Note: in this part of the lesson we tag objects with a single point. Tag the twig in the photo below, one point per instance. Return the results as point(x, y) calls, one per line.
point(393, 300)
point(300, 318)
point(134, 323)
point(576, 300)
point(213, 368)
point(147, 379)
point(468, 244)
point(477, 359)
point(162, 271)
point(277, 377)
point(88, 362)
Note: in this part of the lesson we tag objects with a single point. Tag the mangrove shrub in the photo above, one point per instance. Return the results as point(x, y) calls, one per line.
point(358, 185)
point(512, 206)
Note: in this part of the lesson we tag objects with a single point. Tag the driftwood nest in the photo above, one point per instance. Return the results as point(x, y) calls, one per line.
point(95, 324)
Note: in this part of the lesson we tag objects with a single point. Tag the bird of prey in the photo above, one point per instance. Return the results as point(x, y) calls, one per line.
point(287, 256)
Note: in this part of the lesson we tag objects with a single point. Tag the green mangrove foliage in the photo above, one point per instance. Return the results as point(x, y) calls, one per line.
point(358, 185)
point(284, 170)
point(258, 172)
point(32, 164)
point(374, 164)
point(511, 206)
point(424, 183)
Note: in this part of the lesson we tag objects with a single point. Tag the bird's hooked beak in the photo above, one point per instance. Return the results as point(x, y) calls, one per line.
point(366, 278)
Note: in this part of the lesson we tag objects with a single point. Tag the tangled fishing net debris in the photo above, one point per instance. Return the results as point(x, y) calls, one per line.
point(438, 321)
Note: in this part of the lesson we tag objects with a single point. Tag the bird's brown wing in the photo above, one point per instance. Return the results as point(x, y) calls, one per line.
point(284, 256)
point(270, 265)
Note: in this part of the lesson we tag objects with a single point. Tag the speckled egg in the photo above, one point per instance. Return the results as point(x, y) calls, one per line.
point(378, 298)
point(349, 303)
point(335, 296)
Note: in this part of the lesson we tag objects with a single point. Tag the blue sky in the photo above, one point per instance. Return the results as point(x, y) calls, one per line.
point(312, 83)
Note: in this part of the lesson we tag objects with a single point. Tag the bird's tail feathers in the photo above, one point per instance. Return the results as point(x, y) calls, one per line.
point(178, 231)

• • • •

#### TASK ITEM
In full and without alteration, return the listing above.

#### EXERCISE RESPONSE
Note: in this part of the lesson we tag objects with a single point. Tag the twig in the photo below, one point per instance. Return the results as point(x, y) calls, one per line.
point(393, 300)
point(300, 318)
point(134, 323)
point(576, 300)
point(213, 368)
point(147, 379)
point(468, 244)
point(477, 359)
point(162, 271)
point(277, 377)
point(88, 362)
Note: in this part of the lesson we tag objects with a single point. Tag the mangrove shrub in the photo above, one point per instance. Return the results as point(x, y) calls, one per line.
point(358, 185)
point(512, 206)
Note: in this part of the lesson we tag objects with a single point. Tag the driftwood nest in the photo above, one point per instance. Return the results as point(x, y) calls, one per line.
point(95, 324)
Note: in this part of the lesson we tag objects with a single point. Tag the bird of prey in the photo above, one point per instance. Return the results as point(x, y) calls, one per line.
point(287, 256)
Note: in this part of the lesson we tag objects with a single point. Tag the green mangrove foliage in the photo above, one point per instance. Return the results as point(x, y) calls, one per line.
point(358, 185)
point(284, 170)
point(258, 172)
point(32, 164)
point(374, 164)
point(511, 206)
point(424, 183)
Note: in this part of the lesson we tag objects with a single point. Tag the bird's hooked beak in the photo above, one point per instance. Return the results as point(x, y) calls, one per line.
point(366, 278)
Note: in this part of the lesson we tag objects with a single point. Tag the tangled fishing net debris in the photo above, one point per instance. Return the results as point(x, y) calls, one per line.
point(438, 321)
Note: in this part of the lesson we tag objects with a single point. Tag the bird's brown wing in the photo above, one point per instance. Return the results as point(x, y) calls, one per line.
point(284, 256)
point(270, 265)
Note: in this part of the lesson we tag objects with a single point. Tag the speckled egg in the photo above, one point per instance. Return the results as point(x, y) calls, one per line.
point(378, 298)
point(349, 303)
point(335, 296)
Note: in this part of the lesson we tag objects with a single point. Tag the blue sky in the photo above, one point per instance. Return the results as point(x, y) calls, one per line.
point(312, 83)
Note: in this part of the lesson we tag objects with a single point. Tag the bird's tail feathers in the photo above, one point per instance. Return the results as point(x, y) calls, one per line.
point(178, 231)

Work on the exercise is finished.